Objective —
Put every line of the data below into a Markdown table with two columns, No. and Line, numbering the rows in order and skipping any blank lines.

Given records —
☆ ☆ ☆ ☆ ☆ ☆ ☆

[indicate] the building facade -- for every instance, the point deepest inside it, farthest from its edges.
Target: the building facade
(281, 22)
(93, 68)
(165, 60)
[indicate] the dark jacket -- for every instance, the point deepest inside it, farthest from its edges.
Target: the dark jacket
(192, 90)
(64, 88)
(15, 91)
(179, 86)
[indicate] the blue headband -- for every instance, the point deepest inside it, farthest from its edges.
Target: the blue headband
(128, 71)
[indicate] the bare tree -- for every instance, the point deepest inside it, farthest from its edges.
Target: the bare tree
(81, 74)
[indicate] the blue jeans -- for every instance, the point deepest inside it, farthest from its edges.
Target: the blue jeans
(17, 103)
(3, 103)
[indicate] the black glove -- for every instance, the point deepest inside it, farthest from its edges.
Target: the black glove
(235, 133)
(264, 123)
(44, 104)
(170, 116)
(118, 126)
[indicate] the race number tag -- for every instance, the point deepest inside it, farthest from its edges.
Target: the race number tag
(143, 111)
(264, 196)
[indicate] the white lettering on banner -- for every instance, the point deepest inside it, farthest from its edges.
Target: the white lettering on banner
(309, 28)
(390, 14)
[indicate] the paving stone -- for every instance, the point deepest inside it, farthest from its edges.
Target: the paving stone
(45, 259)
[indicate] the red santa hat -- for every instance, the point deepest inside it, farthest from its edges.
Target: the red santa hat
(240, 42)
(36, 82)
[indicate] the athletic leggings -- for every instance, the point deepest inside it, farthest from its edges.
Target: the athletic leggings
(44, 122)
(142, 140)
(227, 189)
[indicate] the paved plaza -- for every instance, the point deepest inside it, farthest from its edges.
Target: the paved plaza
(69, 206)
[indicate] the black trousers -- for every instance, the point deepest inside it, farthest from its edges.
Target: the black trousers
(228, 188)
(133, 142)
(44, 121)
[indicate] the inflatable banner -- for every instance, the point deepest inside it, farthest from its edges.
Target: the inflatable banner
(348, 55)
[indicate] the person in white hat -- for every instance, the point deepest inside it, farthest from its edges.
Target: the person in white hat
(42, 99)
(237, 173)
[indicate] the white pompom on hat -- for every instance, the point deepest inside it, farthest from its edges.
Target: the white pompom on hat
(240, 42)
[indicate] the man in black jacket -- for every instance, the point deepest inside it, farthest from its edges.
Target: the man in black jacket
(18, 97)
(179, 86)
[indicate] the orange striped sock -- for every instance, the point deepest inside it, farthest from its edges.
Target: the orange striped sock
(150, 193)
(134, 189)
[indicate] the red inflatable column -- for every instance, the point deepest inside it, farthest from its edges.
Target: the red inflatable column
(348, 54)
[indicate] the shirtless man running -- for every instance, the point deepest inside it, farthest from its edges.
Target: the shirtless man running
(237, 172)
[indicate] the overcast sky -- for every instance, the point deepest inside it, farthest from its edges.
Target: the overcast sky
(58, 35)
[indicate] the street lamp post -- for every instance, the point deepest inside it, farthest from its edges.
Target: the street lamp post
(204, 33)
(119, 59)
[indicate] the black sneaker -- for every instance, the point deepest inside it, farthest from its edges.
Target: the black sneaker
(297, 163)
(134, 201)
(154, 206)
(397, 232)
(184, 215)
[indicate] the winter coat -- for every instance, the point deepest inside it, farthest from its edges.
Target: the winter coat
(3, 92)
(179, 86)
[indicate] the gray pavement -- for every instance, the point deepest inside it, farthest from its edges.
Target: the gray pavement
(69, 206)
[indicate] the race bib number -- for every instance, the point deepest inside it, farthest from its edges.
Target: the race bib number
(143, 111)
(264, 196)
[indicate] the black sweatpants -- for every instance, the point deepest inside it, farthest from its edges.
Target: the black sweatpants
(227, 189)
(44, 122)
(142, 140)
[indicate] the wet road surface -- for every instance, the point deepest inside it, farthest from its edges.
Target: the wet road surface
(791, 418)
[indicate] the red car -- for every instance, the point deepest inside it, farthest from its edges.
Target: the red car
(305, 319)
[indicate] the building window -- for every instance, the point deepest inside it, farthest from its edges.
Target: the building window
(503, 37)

☆ ☆ ☆ ☆ ☆ ☆ ☆

Result —
| No. | Line |
|---|---|
| 1 | [indicate] the building facade -- for every instance, the point deepest inside it, farthest from its edges. |
| 2 | Target: the building facade |
| 3 | (281, 22) |
| 4 | (93, 68) |
| 5 | (165, 60) |
| 6 | [indicate] the dark jacket -- for every instance, the point deepest inside it, farthest from its edges. |
| 7 | Target: the dark jacket |
| 8 | (192, 90) |
| 9 | (64, 88) |
| 10 | (15, 91) |
| 11 | (179, 86) |
| 12 | [indicate] the blue headband -- for every instance, the point deepest inside it, farthest from its edges. |
| 13 | Target: the blue headband |
| 14 | (128, 71) |
| 15 | [indicate] the bare tree -- for every instance, the point deepest inside it, farthest from its edges. |
| 16 | Target: the bare tree |
| 17 | (81, 74) |
| 18 | [indicate] the blue jeans -- for every instance, the point deepest inside it, farthest from its edges. |
| 19 | Target: the blue jeans |
| 20 | (17, 103) |
| 21 | (3, 103) |
| 22 | [indicate] the black glove -- for every instance, the point deepest inside it, farthest from its edges. |
| 23 | Target: the black glove |
| 24 | (235, 133) |
| 25 | (264, 123) |
| 26 | (44, 104) |
| 27 | (170, 116) |
| 28 | (118, 126) |
| 29 | [indicate] the race number tag -- for every instance, the point deepest inside it, farthest from its edges. |
| 30 | Target: the race number tag |
| 31 | (143, 111) |
| 32 | (264, 196) |
| 33 | [indicate] the white lettering on banner -- for every instance, the point deepest inside it, farthest from its edges. |
| 34 | Target: the white lettering on banner |
| 35 | (309, 28) |
| 36 | (390, 14) |
| 37 | [indicate] the paving stone -- for every instance, the point deepest inside it, farthest from its edges. |
| 38 | Target: the paving stone |
| 39 | (45, 259) |
| 40 | [indicate] the red santa hat -- for every instance, the point deepest inside it, farthest from its edges. |
| 41 | Target: the red santa hat |
| 42 | (240, 42) |
| 43 | (36, 82) |
| 44 | [indicate] the athletic leggings -- for every instance, the point deepest inside it, farthest from its edges. |
| 45 | Target: the athletic leggings |
| 46 | (44, 122) |
| 47 | (142, 140) |
| 48 | (227, 189) |
| 49 | [indicate] the paved plaza -- for every instance, the point deepest inside it, farthest from its edges. |
| 50 | Target: the paved plaza |
| 51 | (69, 206) |
| 52 | [indicate] the black trousers -- for every instance, the point deepest inside it, farthest from its edges. |
| 53 | Target: the black trousers |
| 54 | (228, 188) |
| 55 | (133, 142) |
| 56 | (44, 121) |
| 57 | [indicate] the inflatable banner -- for every instance, the point deepest inside it, farthest from its edges. |
| 58 | Target: the inflatable banner |
| 59 | (348, 55) |
| 60 | [indicate] the person in white hat -- for every instance, the point deepest inside it, farthest from its edges. |
| 61 | Target: the person in white hat |
| 62 | (42, 99) |
| 63 | (237, 173) |
| 64 | [indicate] the white pompom on hat -- for every instance, the point deepest inside it, farthest from its edges. |
| 65 | Target: the white pompom on hat |
| 66 | (240, 42) |
| 67 | [indicate] the man in black jacket -- for every instance, the point deepest inside it, farthest from its edges. |
| 68 | Target: the man in black jacket |
| 69 | (18, 97) |
| 70 | (179, 86) |
| 71 | [indicate] the orange striped sock -- for every instance, the point deepest inside it, farthest from its edges. |
| 72 | Target: the orange striped sock |
| 73 | (150, 193) |
| 74 | (134, 189) |
| 75 | [indicate] the red inflatable column -- for every instance, the point deepest inside it, farthest from its edges. |
| 76 | Target: the red inflatable column |
| 77 | (348, 54) |
| 78 | [indicate] the shirtless man running -- for every instance, the point deepest inside it, farthest from its edges. |
| 79 | Target: the shirtless man running |
| 80 | (237, 172) |
| 81 | [indicate] the overcast sky -- for every instance, the point deepest inside it, farthest from its edges. |
| 82 | Target: the overcast sky |
| 83 | (58, 35) |
| 84 | [indicate] the street lamp post -- for every instance, the point deepest inside it, farthest from its edges. |
| 85 | Target: the street lamp post |
| 86 | (204, 33) |
| 87 | (119, 59) |
| 88 | [indicate] the black sneaker -- for every instance, the point deepest inside it, farthest from its edges. |
| 89 | Target: the black sneaker |
| 90 | (297, 163) |
| 91 | (134, 201) |
| 92 | (154, 206) |
| 93 | (397, 232) |
| 94 | (184, 215) |
| 95 | [indicate] the winter coat -- for every instance, the point deepest inside it, farthest from its edges. |
| 96 | Target: the winter coat |
| 97 | (3, 92) |
| 98 | (179, 86) |
| 99 | [indicate] the gray pavement -- for every instance, the point deepest inside it, farthest from its edges. |
| 100 | Target: the gray pavement |
| 101 | (69, 206) |
| 102 | [indicate] the race bib number -- for every instance, the point deepest inside it, farthest from its edges. |
| 103 | Target: the race bib number |
| 104 | (143, 111) |
| 105 | (264, 196) |
| 106 | [indicate] the black sweatpants -- for every instance, the point deepest inside it, farthest from its edges. |
| 107 | Target: the black sweatpants |
| 108 | (227, 189) |
| 109 | (44, 122) |
| 110 | (142, 140) |
| 111 | [indicate] the wet road surface -- for every instance, the point deepest inside it, farthest from its edges. |
| 112 | Target: the wet road surface |
| 113 | (791, 418) |
| 114 | [indicate] the red car -- for every instance, the point deepest inside it, farthest from its edges. |
| 115 | Target: the red car |
| 116 | (305, 319) |
| 117 | [indicate] the building window -- for every instance, the point deepest inside it, farthest from its edges. |
| 118 | Target: the building window |
| 119 | (503, 37) |